== Set problem ==
In the text below about pooling votes between opposition parties, rewrite the paragraph that begins "Molepolole North is another constituency" as one shorter sentence, keeping its main facts.

[begin Source document]

Chobe, Ngami, Okavango and Selibe Phikwe West should be given to BCP because the incumbents and the new candidate in Phikwe can retain them if votes are pooled in their favour.
He says because Ngwaketse West and South East North (Tlokweng) were won by BNF members who defected to the BDP, the BNF can take them back if votes are pooled in their favour.
He says in Letlhakeng East and West, the BNF narrowly lost the two constituencies by margins of 25 and 66 respectively. “They can be taken by the UDC / BNF if they get the votes of the non-aligned.”
Molepolole North is another constituency where BNF’s Mohammed Khan has been making inroads. In the last elections he lost by 681 votes. He can take the constituency if he gets the pooled votes in October, says Sekgororoane and his group.
For their part the BCP has made inroads in South East South (Ramotswa), Bobirwa and Tswapong South. Accordingly those constituencies are viewed winnable if votes are pooled towards BCP.
“In Lobatse [Nehemiah] Modubule pulled a first by winning as an independent candidate. He can retain the seat under the BMD / UDC ticket. Kanye North was won by the BDP in 2009 and it is a constituency that has historically been swinging between the BNF and the BDP. BCP had a paltry 309 votes in the last election. BNF / UDC can take the constituency with a pooled vote.”
What then about Selibe Phikwe and Francistown constituencies that are hotly contested between BCP and UDC?

[end Source document]
[begin Stored data]

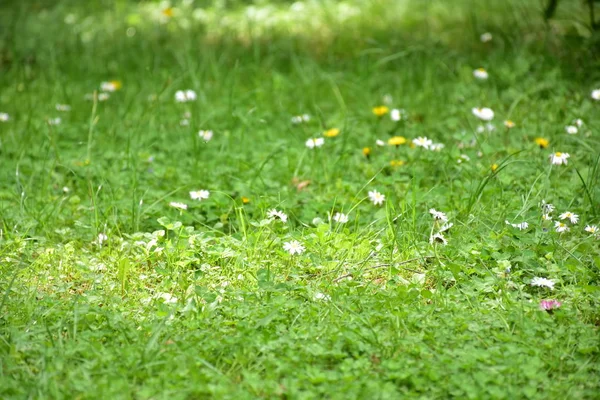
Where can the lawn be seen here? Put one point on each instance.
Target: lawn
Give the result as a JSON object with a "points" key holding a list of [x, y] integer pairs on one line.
{"points": [[343, 200]]}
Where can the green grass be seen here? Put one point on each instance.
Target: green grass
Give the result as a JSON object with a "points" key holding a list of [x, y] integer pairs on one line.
{"points": [[371, 309]]}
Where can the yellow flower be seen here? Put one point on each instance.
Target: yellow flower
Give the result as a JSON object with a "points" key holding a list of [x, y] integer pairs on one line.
{"points": [[331, 132], [397, 140], [543, 143], [380, 111]]}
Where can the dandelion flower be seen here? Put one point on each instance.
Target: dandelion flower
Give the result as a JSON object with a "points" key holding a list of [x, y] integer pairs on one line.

[end Stored data]

== Answer for the task ==
According to Sekgororoane and his group, BNF's Mohammed Khan, who has been gaining ground in Molepolole North after losing there by 681 votes in the last elections, can win it with pooled votes in October.